-- Description of the task --
Print out the records that follow, exactly and completely.

Dataset records

=== Begin Enclosure ===

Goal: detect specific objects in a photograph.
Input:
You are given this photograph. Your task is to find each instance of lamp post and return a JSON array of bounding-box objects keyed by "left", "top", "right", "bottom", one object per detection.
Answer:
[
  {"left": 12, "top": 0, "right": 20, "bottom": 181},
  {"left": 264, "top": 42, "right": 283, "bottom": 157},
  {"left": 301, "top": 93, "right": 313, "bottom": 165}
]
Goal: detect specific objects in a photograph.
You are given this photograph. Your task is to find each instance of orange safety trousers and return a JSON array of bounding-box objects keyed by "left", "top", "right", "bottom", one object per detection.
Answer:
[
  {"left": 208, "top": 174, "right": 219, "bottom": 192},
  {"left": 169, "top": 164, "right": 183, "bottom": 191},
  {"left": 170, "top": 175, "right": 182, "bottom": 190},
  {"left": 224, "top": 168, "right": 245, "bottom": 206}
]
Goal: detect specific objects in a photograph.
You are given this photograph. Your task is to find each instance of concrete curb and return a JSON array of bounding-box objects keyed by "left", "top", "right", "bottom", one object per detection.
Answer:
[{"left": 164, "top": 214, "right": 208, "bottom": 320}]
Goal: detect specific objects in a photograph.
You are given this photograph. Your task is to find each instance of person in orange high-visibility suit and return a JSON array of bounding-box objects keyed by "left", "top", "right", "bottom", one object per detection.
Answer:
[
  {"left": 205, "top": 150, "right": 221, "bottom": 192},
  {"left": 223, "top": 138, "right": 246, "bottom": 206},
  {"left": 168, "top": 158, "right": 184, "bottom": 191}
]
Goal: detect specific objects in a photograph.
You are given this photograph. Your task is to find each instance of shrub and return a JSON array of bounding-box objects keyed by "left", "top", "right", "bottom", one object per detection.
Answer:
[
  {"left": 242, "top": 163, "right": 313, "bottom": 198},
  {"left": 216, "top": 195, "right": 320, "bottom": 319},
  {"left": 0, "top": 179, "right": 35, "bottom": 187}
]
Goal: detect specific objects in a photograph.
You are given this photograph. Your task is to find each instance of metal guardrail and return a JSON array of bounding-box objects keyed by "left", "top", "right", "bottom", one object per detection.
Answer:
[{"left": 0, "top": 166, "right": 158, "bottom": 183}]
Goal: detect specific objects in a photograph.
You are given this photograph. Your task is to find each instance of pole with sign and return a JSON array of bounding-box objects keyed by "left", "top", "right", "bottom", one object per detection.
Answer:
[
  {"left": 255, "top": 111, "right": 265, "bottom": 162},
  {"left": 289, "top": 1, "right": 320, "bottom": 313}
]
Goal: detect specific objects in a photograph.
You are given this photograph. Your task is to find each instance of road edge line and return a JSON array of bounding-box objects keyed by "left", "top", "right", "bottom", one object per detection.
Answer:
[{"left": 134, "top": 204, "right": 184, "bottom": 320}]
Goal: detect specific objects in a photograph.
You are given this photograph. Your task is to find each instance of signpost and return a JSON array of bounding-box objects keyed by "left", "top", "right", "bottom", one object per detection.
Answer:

=== End Enclosure ===

-- Written answer --
Goal: detect specific objects in a photograph.
Input:
You are given this photograph. Your task is to find each instance of lamp post and return a JSON array of bounding-box objects keyed by "left", "top", "right", "bottom", one object per detection.
Answer:
[
  {"left": 12, "top": 0, "right": 20, "bottom": 181},
  {"left": 264, "top": 42, "right": 283, "bottom": 157},
  {"left": 301, "top": 93, "right": 313, "bottom": 165}
]
Goal: detect specific objects in a photograph.
You are given this photograph. Your task is to find each instance of orange safety trousers and return a JSON array of bounding-box objects keyed by "left", "top", "right", "bottom", one object per detection.
Answer:
[
  {"left": 208, "top": 174, "right": 219, "bottom": 192},
  {"left": 169, "top": 164, "right": 183, "bottom": 191},
  {"left": 170, "top": 175, "right": 182, "bottom": 190},
  {"left": 224, "top": 168, "right": 245, "bottom": 206}
]
Goal: detect specific objects in a photograph.
You are given this photograph. Your task is to find each instance of concrete curb and return a JSON array of bounding-box objects keyed by "left", "top", "right", "bottom", one object per detection.
Answer:
[{"left": 164, "top": 214, "right": 208, "bottom": 320}]
Goal: detect specific objects in a photograph.
You are given this photograph. Your task is to find each instance of person in orange high-visibility suit and return a JSON array of bounding-box objects keyed by "left", "top", "right", "bottom", one object per detection.
Answer:
[
  {"left": 205, "top": 150, "right": 221, "bottom": 192},
  {"left": 223, "top": 138, "right": 246, "bottom": 206},
  {"left": 168, "top": 158, "right": 184, "bottom": 191}
]
Goal: detect specific objects in a photograph.
You are given this photograph. Your task is to find each instance of shrub and return a JSON array of bounding-box objects keyed by "left", "top", "right", "bottom", one object per detection.
Answer:
[
  {"left": 242, "top": 163, "right": 313, "bottom": 198},
  {"left": 216, "top": 195, "right": 320, "bottom": 319},
  {"left": 0, "top": 179, "right": 35, "bottom": 187}
]
Goal: detect specific objects in a photograph.
You are given this photograph. Your task is to find each instance of metal guardrail and return a JSON array of bounding-box objects keyed by "left", "top", "right", "bottom", one object per detection.
Answer:
[{"left": 0, "top": 166, "right": 158, "bottom": 183}]
Goal: detect specific objects in a photograph.
You are given this photograph. Your task is to find each instance of pole with sign and return a JSON array of bounding-box objects keyed by "left", "top", "right", "bottom", one object per detection.
Answer:
[
  {"left": 255, "top": 111, "right": 265, "bottom": 162},
  {"left": 289, "top": 1, "right": 320, "bottom": 313}
]
Goal: detect specific objects in a photograph.
You are given this photograph. Your task is to find each instance of road edge line and return a JSON array of bounding-box objects keyed by "left", "top", "right", "bottom", one object per detection.
Answer:
[{"left": 134, "top": 204, "right": 184, "bottom": 320}]
Goal: detect specific objects in a photograph.
You are given this photograph. Your task is to find each instance of signpost and return a JSON array of bounding-box objects keyed by "left", "top", "right", "bottom", one object per detection.
Answer:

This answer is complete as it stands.